───── Input data

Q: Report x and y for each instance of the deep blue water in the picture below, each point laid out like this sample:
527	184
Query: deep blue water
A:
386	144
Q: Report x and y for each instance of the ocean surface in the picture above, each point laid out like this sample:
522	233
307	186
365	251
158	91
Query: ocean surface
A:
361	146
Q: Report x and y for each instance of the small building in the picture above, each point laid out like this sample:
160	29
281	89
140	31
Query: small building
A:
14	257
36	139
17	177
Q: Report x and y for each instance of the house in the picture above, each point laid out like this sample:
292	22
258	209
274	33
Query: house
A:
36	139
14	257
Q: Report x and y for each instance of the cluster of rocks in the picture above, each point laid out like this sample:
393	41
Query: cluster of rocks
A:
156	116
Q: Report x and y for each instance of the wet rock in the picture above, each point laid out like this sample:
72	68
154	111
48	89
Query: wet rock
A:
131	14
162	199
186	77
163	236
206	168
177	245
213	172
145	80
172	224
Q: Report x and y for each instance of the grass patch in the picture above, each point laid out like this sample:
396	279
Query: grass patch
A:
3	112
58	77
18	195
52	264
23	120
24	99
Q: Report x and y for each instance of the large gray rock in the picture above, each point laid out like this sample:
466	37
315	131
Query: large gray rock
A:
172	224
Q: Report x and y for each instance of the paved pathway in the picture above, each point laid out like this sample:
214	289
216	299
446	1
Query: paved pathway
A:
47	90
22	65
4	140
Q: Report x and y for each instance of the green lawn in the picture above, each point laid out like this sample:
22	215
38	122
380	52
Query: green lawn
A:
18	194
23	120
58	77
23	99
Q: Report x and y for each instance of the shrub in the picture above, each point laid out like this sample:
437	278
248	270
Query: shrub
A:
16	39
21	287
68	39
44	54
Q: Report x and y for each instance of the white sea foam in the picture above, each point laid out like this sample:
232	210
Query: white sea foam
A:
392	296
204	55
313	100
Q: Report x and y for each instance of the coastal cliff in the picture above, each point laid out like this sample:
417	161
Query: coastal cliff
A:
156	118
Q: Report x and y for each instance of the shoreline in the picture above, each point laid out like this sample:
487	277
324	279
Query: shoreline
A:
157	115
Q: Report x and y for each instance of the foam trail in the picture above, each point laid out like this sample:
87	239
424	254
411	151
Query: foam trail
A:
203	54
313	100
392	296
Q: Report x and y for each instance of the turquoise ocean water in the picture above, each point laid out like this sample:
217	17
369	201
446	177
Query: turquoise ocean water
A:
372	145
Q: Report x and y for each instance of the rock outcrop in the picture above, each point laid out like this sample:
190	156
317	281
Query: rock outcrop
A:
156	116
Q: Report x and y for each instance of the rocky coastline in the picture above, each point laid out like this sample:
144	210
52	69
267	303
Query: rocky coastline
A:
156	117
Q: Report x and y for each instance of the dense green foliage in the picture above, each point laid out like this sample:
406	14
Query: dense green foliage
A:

──────────

**What to produce**
All lines of the entries above where "small" turns up should be reported.

**Result of the task**
Q: Report x and y for each instance of the small building in the picture above, each point laid out like this sample:
Query: small building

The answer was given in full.